_DATA IN THIS EXERCISE:_
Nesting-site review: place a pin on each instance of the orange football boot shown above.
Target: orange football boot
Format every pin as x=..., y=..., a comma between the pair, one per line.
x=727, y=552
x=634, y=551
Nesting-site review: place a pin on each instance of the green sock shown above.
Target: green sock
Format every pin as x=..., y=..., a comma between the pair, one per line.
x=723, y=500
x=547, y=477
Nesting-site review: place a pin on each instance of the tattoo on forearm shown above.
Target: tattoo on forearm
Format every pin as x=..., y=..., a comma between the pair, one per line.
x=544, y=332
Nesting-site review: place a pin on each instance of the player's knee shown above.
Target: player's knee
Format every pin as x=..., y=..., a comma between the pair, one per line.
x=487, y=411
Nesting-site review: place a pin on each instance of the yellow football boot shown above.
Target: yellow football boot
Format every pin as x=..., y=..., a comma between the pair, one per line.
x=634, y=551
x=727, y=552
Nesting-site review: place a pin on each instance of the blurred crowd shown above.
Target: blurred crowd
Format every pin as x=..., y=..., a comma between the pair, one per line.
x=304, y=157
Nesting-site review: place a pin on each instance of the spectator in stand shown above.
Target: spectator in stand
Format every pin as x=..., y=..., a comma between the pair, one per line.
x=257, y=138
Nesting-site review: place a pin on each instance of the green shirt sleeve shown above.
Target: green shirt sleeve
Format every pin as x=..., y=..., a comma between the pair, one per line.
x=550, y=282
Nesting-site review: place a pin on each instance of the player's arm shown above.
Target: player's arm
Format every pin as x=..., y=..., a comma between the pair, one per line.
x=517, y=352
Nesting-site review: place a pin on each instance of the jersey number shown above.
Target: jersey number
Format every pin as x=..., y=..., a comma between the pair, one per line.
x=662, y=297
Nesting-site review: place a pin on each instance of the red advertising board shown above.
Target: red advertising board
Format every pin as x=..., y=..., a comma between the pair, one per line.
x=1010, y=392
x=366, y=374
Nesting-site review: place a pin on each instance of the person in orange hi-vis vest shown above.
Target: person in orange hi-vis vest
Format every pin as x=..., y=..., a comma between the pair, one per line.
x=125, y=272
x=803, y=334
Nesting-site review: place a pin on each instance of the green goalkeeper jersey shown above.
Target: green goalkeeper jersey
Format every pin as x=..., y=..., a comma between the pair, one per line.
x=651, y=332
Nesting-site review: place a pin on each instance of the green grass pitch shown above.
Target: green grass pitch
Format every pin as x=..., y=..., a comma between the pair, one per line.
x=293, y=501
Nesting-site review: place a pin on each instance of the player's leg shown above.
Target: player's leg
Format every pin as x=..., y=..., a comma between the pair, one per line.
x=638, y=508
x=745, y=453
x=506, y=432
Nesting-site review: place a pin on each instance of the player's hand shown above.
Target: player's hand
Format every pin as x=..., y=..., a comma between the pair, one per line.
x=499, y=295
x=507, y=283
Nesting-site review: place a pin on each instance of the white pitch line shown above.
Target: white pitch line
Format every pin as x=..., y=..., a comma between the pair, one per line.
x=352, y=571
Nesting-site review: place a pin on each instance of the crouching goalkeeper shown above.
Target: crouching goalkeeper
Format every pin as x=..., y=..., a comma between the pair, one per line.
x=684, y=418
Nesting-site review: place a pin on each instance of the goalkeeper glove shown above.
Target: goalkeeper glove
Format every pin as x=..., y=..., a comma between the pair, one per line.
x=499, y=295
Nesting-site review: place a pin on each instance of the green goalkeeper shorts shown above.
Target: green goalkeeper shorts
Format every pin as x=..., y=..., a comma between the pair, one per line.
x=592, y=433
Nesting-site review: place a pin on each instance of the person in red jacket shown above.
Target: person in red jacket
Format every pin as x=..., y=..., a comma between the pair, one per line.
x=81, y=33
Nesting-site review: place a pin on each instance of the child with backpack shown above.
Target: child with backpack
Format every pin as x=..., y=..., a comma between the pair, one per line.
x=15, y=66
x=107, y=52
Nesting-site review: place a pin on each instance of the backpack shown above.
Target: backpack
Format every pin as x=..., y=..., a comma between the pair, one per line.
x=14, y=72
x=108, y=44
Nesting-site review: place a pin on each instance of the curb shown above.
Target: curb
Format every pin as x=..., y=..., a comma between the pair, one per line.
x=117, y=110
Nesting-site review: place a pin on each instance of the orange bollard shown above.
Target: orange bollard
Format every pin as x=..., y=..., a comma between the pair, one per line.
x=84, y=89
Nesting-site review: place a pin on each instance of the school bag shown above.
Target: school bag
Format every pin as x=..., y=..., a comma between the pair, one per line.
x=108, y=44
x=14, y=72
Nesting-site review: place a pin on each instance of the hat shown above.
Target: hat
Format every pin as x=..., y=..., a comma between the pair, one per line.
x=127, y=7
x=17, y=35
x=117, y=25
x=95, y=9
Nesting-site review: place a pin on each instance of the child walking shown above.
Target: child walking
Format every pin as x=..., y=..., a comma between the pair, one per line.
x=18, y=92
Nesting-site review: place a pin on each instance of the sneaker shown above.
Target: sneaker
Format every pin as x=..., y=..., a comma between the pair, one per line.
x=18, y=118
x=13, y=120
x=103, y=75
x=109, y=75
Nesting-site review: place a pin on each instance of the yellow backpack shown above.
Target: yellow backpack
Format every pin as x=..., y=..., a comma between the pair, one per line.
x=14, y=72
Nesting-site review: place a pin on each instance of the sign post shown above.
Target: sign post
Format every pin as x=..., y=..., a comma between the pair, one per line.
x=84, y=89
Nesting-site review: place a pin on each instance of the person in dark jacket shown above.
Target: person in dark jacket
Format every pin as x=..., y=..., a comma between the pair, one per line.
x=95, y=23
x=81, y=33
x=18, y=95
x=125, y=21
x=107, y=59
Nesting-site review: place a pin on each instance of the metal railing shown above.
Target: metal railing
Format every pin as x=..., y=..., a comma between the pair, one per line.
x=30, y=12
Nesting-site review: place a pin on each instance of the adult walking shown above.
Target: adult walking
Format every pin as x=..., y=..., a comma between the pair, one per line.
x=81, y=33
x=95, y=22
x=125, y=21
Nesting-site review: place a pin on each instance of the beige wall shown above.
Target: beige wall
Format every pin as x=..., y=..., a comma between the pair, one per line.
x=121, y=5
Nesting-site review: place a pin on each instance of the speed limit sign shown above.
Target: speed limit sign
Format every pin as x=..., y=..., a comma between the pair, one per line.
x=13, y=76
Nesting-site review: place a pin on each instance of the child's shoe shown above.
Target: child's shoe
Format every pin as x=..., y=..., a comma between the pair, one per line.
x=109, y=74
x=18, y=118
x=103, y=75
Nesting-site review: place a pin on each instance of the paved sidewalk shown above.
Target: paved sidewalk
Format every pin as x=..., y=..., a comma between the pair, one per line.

_TASK INSTRUCTIONS:_ The answer is each line from the entries above in which the word "goalkeeper" occurs.

_EXERCISE OUTPUT:_
Nesting-site review: place a pin on each instance of the green goalkeeper jersey shown above.
Target: green goalkeeper jersey
Nesting-site review: place a pin on each instance of the crouching goalkeeper shown above.
Target: crouching goalkeeper
Nesting-site review: place a pin on each instance of the goalkeeper glove shown above.
Target: goalkeeper glove
Nesting-site review: place a pin on each instance of the green goalkeeper shorts shown above.
Target: green goalkeeper shorts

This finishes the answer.